*CHALLENGES*
1 > According to the text on Belize and UK defense, in what year did the main British force leave Belize?
2 > Duplicate the text on Belize and UK defense between "160 civilian jobs" and "aggression from Guatemala.", inclusive.
3 > Go on with the text on Belize and UK defense from the point where it stops.

*EXTRACT*

+++

The structure of government is based on the British parliamentary system, and the legal system is modelled on the Common Law of England. The current head of state is Elizabeth II, Queen of Belize, represented in Belize by the Governor-General. However, the cabinet, led by the Prime Minister of Belize, who is head of government, acting as advisors to the Governor-General, in practice exercise executive authority. Cabinet ministers are members of the majority political party in parliament and usually hold elected seats within it concurrent with their cabinet positions.

Throughout Belize's history, Guatemala has claimed ownership of all or part of the territory. This claim is occasionally reflected in maps showing Belize as Guatemala's twenty-third department. The border dispute with Guatemala remains unresolved and quite contentious. Guatemala's claim to Belizean territory rests, in part, on the terms Clause VII of the Anglo-Guatemalan Treaty of 1859 which (supposedly) obligated the British to build a road between Belize City and Guatemala. At various times the issue has required mediation by the United Kingdom, Caribbean Community heads of Government, the Organization of American States, Mexico, and the United States. Since independence, a British garrison has been retained in Belize at the request of the Belizean government. Notably, both Guatemala and Belize are participating in confidence-building measures approved by the OAS, including the Guatemala-Belize Language Exchange Project.

After Belize achieved independence in 1981 the United Kingdom maintained a deterrent force in the country to protect it from invasion by Guatemala. The main British force left in 1994, three years after Guatemala recognised Belizean independence, but the United Kingdom maintains a training presence via the British Army Training and Support Unit Belize (BATSUB) and 25 Flight Army Air Corps. BATSUB has been terminated as part of the SDSR cuts, even if some specialized training will continue to happen in the country. 
160 civilian jobs will be lost, and the damage to local economy is evaluated in 5 million dollars, but even more worrisome for Belize is the increased risk of aggression from Guatemala.

Other UK interest areas are Cyprus, Oman and Bahrain. Bahrain in particular hosts a permanent Royal Navy presence for ops in the Gulf. UAE and Qatar are also relevant allies, with ties with them growing deeper and with their value to the UK economy growing.

The global nature of UK’s interests mean that:

-          Alliances and collaboration are indispensable.
-          Independent Expeditionary Military capability is also still indispensable, as not always will allies be able or willing to participate in operations, and many of these allies can supply numbers and support, but most of them are at a technological level inferior to that of the British Armed forces, meaning that often they’ll need help more than provide it. In even more cases, the allies capable to provide sizeable military contribution are likely not to collaborate (Germany in Libya, for example) or collaborate hitting far beneath their weight (Italy). Retaining full spectrum, high quality capabilities also make the UK a more interesting partner, for NATO, for the US, and for increasingly relevant countries abroad. I think we can all agree that alliances with countries such as India, Qatar, UAE, Oman, Brazil, all work in the interest of the country, be it economical or political. All these countries will have a greater interest in a strong Britain than in an irrelevant one.  
-          Deployability is essential. Fighting off an invasion on british soil is almost a sci-fi scenario today, and so is the idea of a major continental war in Europe. The only thing we are sure of is that the future military operations will be far away from home, and most likely in dusty places. The only military capability that matters is the military capability that can be deployed where it is needed.

+++

*LISTED RECORDS*
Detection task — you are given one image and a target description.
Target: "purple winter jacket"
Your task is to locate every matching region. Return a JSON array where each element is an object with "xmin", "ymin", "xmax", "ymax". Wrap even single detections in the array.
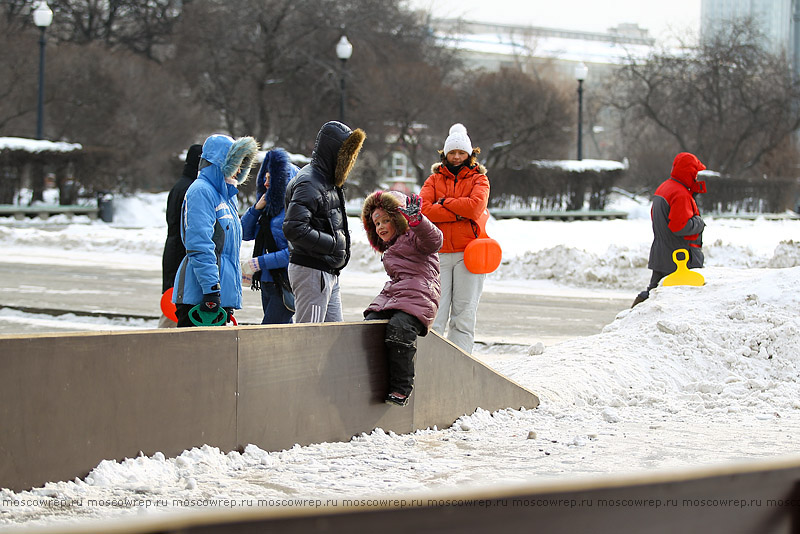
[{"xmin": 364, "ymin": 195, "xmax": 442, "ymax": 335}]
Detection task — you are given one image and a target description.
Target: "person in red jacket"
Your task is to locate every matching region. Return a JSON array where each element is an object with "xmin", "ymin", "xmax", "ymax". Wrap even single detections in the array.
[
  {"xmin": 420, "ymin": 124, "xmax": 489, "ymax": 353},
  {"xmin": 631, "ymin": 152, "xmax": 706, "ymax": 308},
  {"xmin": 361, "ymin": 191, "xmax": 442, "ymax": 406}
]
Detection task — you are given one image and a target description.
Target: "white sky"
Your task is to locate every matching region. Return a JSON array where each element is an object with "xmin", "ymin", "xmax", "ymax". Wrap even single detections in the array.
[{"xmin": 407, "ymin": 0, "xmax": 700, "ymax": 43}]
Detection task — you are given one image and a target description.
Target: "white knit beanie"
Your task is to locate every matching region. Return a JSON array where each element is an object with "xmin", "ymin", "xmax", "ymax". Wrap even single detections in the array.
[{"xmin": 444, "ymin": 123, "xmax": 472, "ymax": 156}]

+++

*THE RESULTS*
1 > 1994

2 >
160 civilian jobs will be lost, and the damage to local economy is evaluated in 5 million dollars, but even more worrisome for Belize is the increased risk of aggression from Guatemala.

3 >
-          Presence, enduring and tangible, is indispensable to keep contacts with allies, secure the trade and provide conflict-prevention by means of deterrence, as international aid money in itself often won’t go really far.
-          The military will be a part more and more relevant of disaster-relief operations, not lastly because the military has the means to deliver the help where it is required. This help will not be merely humanitarian goodwill, but part of an effort of conflict prevention.
-          As part of conflict-prevention, the military can provide security, training and mentoring, support, intelligence and world class officer courses for allied personnel.

We have to be very careful in our assumptions about the hopes of success of conflict prevention: more often than not, they do not work. International Aid ends up more often than not being spent on objectives far different than that envisaged by the UK when it gives the money. When it is used in the “right” way, it is not in addition to domestic efforts, but in substitution of it, so that the helped nation can spend more of its money elsewhere. Often on weapons. This is an unfortunate truth, an uncomfortable one, but it is a truth. And it does not even begin entering the folds of the corruption that inexorably bites into aid money. 

Similarly, pacification by military intervention is a very complex scenario, and one to be chosen only after accurate thinking, and with a good clarity about what has to be done, and how the target is to be pursued.
An instructive read I want to share is this extract from the Parliamentary Defence Committee of general Sir Rupert Smith, the integral version of which is available here. http://www.publications.parliament.uk/pa/cm201012/cmselect/cmdfence/uc761-iv/uc76101.htm

General Sir Rupert Smith: I have extreme difficulty with the idea that conflict prevention is caused by fighting. My experience is that if you want to intervene in someone else’s fight, you’ve got to win it, and you might find yourself fighting all of them. Just be quite clear what you’re taking on before you start to talk about conflict prevention as an act of your armed forces, because you’ve got to beat the lot, albeit potentially, which was what America found once it was in Iraq.

Q327 Mr Donaldson: But you can use your armed forces before you come to conflict. Conflict prevention is not conflict resolution. They are two different things.

General Sir Rupert Smith: Again, the role of your armed forces in preventing that armed conflict from coming about has to be very carefully thought through and metered. Are you siding with one side or the other? Are you giving the threat, "If you start a fight, I’ll come and stop it"? What are you using that force for? Are you saying, "No, I’ll stand between you," in a classic UN way, in which case you have signed a blank cheque on that manpower until the other two parties have sorted themselves out?

Q328 Mr Donaldson: It might actually be training the local forces to deal with a perceived threat.

General Sir Rupert Smith: In which case, you have joined a side.

Q329 Mr Donaldson: Yes, but we have done that in many places-

General Sir Rupert Smith: Indeed, and look where it is got us sometimes.

Conflict prevention on paper is awesome. In the real world, it is not very efficient. More often than not, fighting ends up being necessary (Sierra Leone, Balkans, Iraq, Afghanistan, Libya…). The few conflicts that were effectively avoided, normally were avoided by taking one side firmly, sticking to the position chosen, and deploying consistent force to scare the enemy into inaction. And the only notable example I can recall at the moment is the british intervention in protection of Belize: the deployment of troops of the army at the border and the presence of HMS Ark Royal with her planes and her escorts stopped the war before it could even start.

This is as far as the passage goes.